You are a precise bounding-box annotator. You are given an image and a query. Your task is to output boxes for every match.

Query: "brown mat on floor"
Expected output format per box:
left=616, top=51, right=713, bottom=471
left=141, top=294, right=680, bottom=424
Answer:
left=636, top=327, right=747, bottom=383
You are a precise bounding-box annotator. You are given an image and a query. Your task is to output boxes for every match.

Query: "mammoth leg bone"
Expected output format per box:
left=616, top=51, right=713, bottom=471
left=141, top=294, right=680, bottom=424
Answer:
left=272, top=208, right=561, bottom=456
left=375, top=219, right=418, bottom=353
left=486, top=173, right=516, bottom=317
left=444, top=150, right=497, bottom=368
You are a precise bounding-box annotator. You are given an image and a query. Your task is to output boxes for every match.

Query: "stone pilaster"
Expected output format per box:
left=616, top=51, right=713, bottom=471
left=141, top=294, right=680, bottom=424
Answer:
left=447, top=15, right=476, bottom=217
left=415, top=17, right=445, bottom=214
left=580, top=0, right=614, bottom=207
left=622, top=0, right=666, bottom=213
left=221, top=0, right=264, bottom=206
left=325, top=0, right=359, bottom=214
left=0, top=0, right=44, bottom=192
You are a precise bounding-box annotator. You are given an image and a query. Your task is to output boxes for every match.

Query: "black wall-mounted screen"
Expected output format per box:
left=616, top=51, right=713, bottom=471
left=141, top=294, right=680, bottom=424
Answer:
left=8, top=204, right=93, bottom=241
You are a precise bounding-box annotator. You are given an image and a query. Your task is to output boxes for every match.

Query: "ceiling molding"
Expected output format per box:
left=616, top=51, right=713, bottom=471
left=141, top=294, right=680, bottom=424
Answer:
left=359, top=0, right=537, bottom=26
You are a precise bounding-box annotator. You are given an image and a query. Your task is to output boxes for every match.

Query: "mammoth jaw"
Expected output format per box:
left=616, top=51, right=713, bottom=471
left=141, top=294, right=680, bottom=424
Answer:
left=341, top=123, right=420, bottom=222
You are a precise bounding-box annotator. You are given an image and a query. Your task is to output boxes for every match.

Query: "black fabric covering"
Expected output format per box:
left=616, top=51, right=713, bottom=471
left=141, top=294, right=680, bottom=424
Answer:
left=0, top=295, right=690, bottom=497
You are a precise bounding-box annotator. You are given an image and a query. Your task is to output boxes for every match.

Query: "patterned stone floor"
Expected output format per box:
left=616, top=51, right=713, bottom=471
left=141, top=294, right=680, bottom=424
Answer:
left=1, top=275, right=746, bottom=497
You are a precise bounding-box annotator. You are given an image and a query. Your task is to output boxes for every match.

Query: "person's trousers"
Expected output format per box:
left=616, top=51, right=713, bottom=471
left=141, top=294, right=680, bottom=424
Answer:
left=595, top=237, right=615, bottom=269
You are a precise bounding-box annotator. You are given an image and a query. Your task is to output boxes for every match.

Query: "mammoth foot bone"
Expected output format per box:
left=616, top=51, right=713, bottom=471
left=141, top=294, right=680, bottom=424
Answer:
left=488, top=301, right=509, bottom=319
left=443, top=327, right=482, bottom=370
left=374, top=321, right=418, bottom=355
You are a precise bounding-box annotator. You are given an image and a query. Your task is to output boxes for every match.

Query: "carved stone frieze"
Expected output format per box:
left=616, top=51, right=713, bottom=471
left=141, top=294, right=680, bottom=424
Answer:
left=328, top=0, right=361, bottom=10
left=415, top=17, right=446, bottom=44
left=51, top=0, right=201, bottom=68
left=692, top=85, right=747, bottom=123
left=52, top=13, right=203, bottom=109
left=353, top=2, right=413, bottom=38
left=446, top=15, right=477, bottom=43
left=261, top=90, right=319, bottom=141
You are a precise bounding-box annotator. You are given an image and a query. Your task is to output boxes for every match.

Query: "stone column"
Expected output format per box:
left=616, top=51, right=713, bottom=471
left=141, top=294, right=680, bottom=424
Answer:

◇ ◇ ◇ ◇

Each record above is to be reproduced exactly, in full.

You are a precise bounding-box annotator. You are given an image and a query. Your task is to output boxes for every match.

Query: "brown mat on floor"
Expected output format per box:
left=616, top=51, right=713, bottom=471
left=141, top=294, right=680, bottom=424
Answer:
left=636, top=327, right=747, bottom=383
You are a precise bounding-box annotator. You are given an image and a query. Your task is to output boxes for every match.

Query: "mammoth leg bone"
Expected output format per box:
left=616, top=51, right=713, bottom=471
left=141, top=294, right=680, bottom=424
Answer:
left=272, top=208, right=561, bottom=456
left=375, top=219, right=418, bottom=353
left=486, top=173, right=516, bottom=317
left=444, top=150, right=497, bottom=368
You are a precise bounding-box annotator. You are given an image and a query. Your task is to output boxes for every match.

Query: "stone pilaster"
Expected output format per box:
left=616, top=51, right=713, bottom=471
left=141, top=294, right=680, bottom=424
Answer:
left=447, top=15, right=476, bottom=217
left=415, top=17, right=445, bottom=214
left=580, top=0, right=614, bottom=207
left=622, top=0, right=666, bottom=213
left=221, top=0, right=264, bottom=206
left=325, top=0, right=359, bottom=214
left=0, top=0, right=44, bottom=192
You are a precise bounding-box annotator. You are given an image and a query. Your task is to output boxes for every match.

Query: "black wall-mounted screen"
Expected output format per box:
left=616, top=51, right=713, bottom=471
left=141, top=294, right=680, bottom=424
Answer:
left=8, top=204, right=93, bottom=241
You are a precise bounding-box annotator. You are given an image and a query. Your task is to output boxes for every match.

Query: "ceiling molding"
Expected output format per box:
left=616, top=51, right=713, bottom=471
left=141, top=294, right=680, bottom=424
Answer:
left=359, top=0, right=537, bottom=26
You are a precise bounding-box annotator. You are given an image and a query. Your task is to output boxes for every match.

Query: "mammoth jaw"
Expected output format per box:
left=616, top=51, right=713, bottom=471
left=141, top=294, right=680, bottom=424
Answer:
left=341, top=123, right=420, bottom=222
You are a precise bounding-box annotator. You are given an image and a query. Your task is to output boxes for every match.

Query: "black fabric covering"
Expected output format per box:
left=616, top=51, right=713, bottom=471
left=141, top=294, right=680, bottom=424
Answer:
left=0, top=295, right=690, bottom=497
You are a precise bounding-box annotator. You are given an image and a query. Your task is to output boxes for every match.

Query: "patterned stone floor"
Expected output format per box:
left=616, top=51, right=713, bottom=471
left=141, top=294, right=680, bottom=424
Answer:
left=1, top=275, right=746, bottom=497
You are a precise bounding-box annotator. You are given an image and a query. Your task is to output boxes for every match.

Query: "person's trousers"
Expected output format per box:
left=616, top=51, right=713, bottom=471
left=141, top=294, right=680, bottom=424
Answer:
left=595, top=237, right=615, bottom=269
You are a precise bounding-box annotator. You are given an image and a query. Your task is to output boxes for every match.

Query: "mammoth foot bone"
Expected output format per box:
left=616, top=51, right=713, bottom=471
left=141, top=294, right=680, bottom=424
Answer:
left=488, top=301, right=509, bottom=319
left=443, top=327, right=482, bottom=370
left=374, top=321, right=418, bottom=355
You are a precise bounding-box annotator. You are given an image and a query. Your task is to output boxes for every match.

Query: "carved stone frieze"
Expected output format per box:
left=616, top=51, right=713, bottom=471
left=141, top=294, right=680, bottom=424
Answer:
left=328, top=0, right=361, bottom=10
left=415, top=17, right=446, bottom=44
left=51, top=0, right=201, bottom=68
left=692, top=85, right=747, bottom=123
left=52, top=13, right=203, bottom=109
left=353, top=2, right=413, bottom=38
left=446, top=15, right=477, bottom=43
left=261, top=90, right=319, bottom=141
You are a precise bounding-box annotator. You are given an image and a query. Your task is to output boxes for every match.

Query: "stone column"
Expected output format per box:
left=616, top=51, right=713, bottom=471
left=141, top=294, right=680, bottom=424
Answer:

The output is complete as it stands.